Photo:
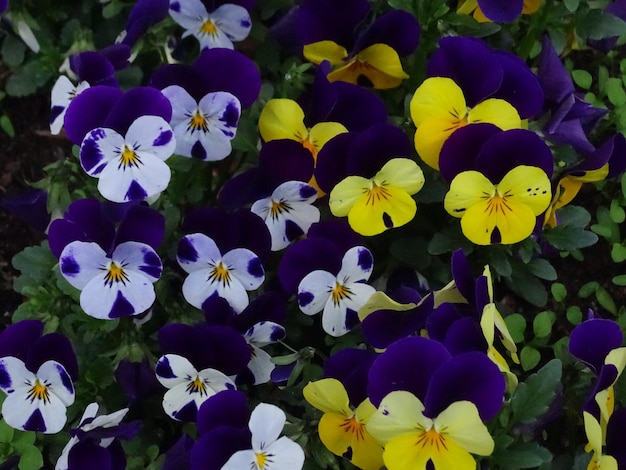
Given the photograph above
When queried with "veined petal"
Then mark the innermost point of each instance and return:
(314, 291)
(402, 173)
(496, 111)
(329, 396)
(381, 208)
(266, 424)
(81, 261)
(318, 52)
(195, 251)
(438, 98)
(246, 267)
(282, 118)
(345, 194)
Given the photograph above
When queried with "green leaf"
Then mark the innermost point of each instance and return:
(582, 78)
(542, 324)
(568, 238)
(615, 91)
(31, 459)
(529, 357)
(516, 325)
(559, 291)
(533, 397)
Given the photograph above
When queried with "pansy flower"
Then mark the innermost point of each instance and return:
(218, 29)
(376, 204)
(288, 212)
(269, 451)
(204, 129)
(341, 428)
(339, 296)
(115, 285)
(210, 273)
(96, 439)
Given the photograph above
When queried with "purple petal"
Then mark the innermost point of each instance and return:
(395, 368)
(471, 376)
(585, 346)
(88, 111)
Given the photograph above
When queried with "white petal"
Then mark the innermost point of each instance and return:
(80, 262)
(151, 135)
(266, 424)
(58, 381)
(357, 265)
(14, 374)
(105, 300)
(197, 251)
(234, 20)
(119, 183)
(135, 256)
(246, 267)
(98, 148)
(314, 291)
(172, 370)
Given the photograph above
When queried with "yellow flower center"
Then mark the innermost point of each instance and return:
(339, 293)
(129, 158)
(197, 385)
(220, 273)
(38, 392)
(208, 27)
(115, 273)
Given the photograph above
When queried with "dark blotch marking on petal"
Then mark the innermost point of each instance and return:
(65, 378)
(35, 422)
(352, 318)
(5, 378)
(164, 138)
(365, 261)
(307, 191)
(305, 298)
(292, 230)
(364, 81)
(90, 155)
(164, 369)
(69, 266)
(387, 220)
(186, 251)
(121, 307)
(198, 151)
(135, 192)
(187, 412)
(55, 111)
(231, 115)
(255, 268)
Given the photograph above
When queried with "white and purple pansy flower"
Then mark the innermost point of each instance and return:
(288, 212)
(211, 273)
(35, 401)
(119, 285)
(131, 167)
(204, 129)
(63, 92)
(341, 296)
(188, 388)
(227, 24)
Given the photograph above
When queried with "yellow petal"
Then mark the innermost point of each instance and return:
(381, 208)
(345, 194)
(322, 132)
(438, 98)
(282, 119)
(318, 52)
(495, 111)
(461, 423)
(402, 173)
(329, 396)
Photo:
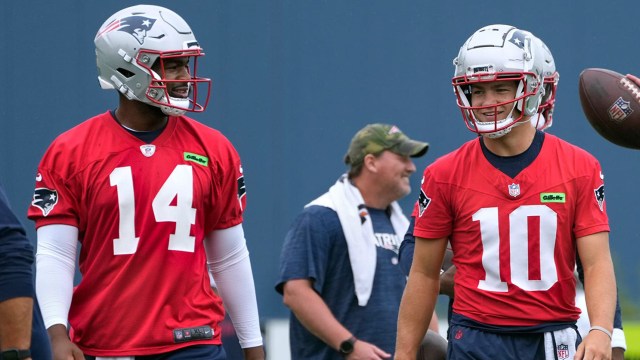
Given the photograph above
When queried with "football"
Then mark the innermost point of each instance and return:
(611, 103)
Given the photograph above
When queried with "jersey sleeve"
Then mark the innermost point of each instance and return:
(591, 211)
(230, 200)
(433, 219)
(54, 201)
(16, 255)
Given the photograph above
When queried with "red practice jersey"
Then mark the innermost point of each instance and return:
(514, 239)
(142, 211)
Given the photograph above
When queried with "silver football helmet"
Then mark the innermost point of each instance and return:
(131, 49)
(498, 53)
(551, 77)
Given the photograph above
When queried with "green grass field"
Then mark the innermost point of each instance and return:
(632, 334)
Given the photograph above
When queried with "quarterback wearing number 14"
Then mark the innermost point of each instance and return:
(153, 197)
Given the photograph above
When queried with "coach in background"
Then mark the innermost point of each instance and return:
(21, 326)
(339, 270)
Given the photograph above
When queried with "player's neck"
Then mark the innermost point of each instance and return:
(514, 143)
(137, 116)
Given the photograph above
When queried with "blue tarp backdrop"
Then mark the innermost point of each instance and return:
(292, 82)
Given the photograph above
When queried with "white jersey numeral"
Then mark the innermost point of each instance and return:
(179, 186)
(519, 248)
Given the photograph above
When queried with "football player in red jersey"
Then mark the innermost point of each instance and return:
(514, 203)
(153, 197)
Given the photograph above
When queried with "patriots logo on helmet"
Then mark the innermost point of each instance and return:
(423, 203)
(45, 199)
(517, 39)
(136, 25)
(599, 192)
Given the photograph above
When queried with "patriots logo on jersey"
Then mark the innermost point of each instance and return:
(563, 351)
(599, 192)
(45, 199)
(423, 203)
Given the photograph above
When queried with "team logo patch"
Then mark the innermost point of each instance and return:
(45, 200)
(199, 159)
(148, 150)
(599, 192)
(514, 190)
(563, 351)
(363, 212)
(242, 188)
(423, 203)
(620, 110)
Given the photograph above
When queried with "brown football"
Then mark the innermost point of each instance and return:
(611, 103)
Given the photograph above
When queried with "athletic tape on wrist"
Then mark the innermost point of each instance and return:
(600, 328)
(618, 339)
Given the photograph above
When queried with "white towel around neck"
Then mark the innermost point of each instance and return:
(346, 200)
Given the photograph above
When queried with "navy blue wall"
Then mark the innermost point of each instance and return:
(294, 80)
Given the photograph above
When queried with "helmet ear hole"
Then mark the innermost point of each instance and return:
(126, 73)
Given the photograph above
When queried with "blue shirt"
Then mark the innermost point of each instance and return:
(16, 275)
(315, 248)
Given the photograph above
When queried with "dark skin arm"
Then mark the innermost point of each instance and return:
(61, 345)
(15, 327)
(254, 353)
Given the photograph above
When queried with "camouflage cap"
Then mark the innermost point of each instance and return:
(376, 138)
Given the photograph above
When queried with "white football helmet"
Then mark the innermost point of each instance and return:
(135, 39)
(498, 53)
(550, 83)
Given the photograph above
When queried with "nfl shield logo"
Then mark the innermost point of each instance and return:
(620, 110)
(563, 351)
(148, 150)
(514, 190)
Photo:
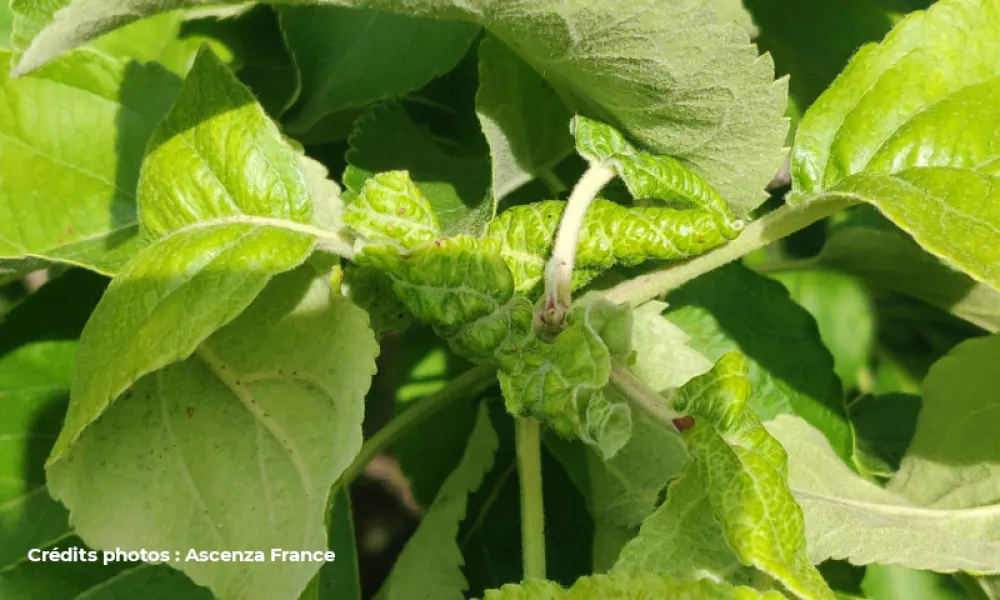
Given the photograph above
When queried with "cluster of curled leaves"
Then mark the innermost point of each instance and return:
(163, 163)
(480, 292)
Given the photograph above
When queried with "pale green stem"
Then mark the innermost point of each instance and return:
(559, 270)
(640, 395)
(770, 228)
(552, 181)
(529, 470)
(467, 384)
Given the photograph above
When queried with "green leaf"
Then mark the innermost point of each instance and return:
(887, 258)
(349, 58)
(386, 139)
(96, 581)
(683, 538)
(339, 579)
(888, 582)
(389, 208)
(625, 489)
(924, 155)
(34, 390)
(990, 587)
(740, 470)
(71, 139)
(664, 360)
(791, 371)
(216, 157)
(154, 39)
(6, 18)
(228, 217)
(883, 428)
(279, 404)
(621, 586)
(430, 564)
(812, 40)
(844, 312)
(610, 234)
(648, 176)
(525, 121)
(258, 54)
(56, 311)
(850, 518)
(954, 459)
(733, 10)
(565, 384)
(676, 77)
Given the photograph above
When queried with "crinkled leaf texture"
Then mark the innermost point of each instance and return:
(429, 568)
(733, 308)
(72, 136)
(565, 384)
(226, 206)
(850, 518)
(622, 586)
(732, 505)
(910, 126)
(675, 76)
(270, 405)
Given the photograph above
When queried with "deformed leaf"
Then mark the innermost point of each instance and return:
(386, 139)
(429, 568)
(621, 586)
(791, 371)
(525, 121)
(565, 384)
(646, 175)
(610, 234)
(229, 206)
(675, 76)
(850, 518)
(71, 140)
(925, 155)
(683, 538)
(216, 157)
(351, 57)
(271, 405)
(735, 496)
(391, 209)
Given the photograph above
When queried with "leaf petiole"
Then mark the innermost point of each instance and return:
(559, 269)
(639, 395)
(529, 470)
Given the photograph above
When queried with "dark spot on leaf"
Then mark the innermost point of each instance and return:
(684, 423)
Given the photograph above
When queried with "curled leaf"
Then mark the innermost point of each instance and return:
(390, 208)
(648, 175)
(565, 384)
(611, 234)
(745, 472)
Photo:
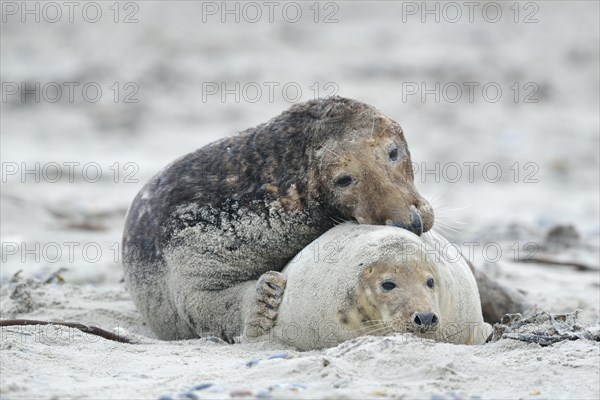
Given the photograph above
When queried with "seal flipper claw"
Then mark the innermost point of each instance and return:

----------------------------------------

Exercise goal
Find the number of lines in the records that include the word "dark". Write only that number.

Solution for this exercise
3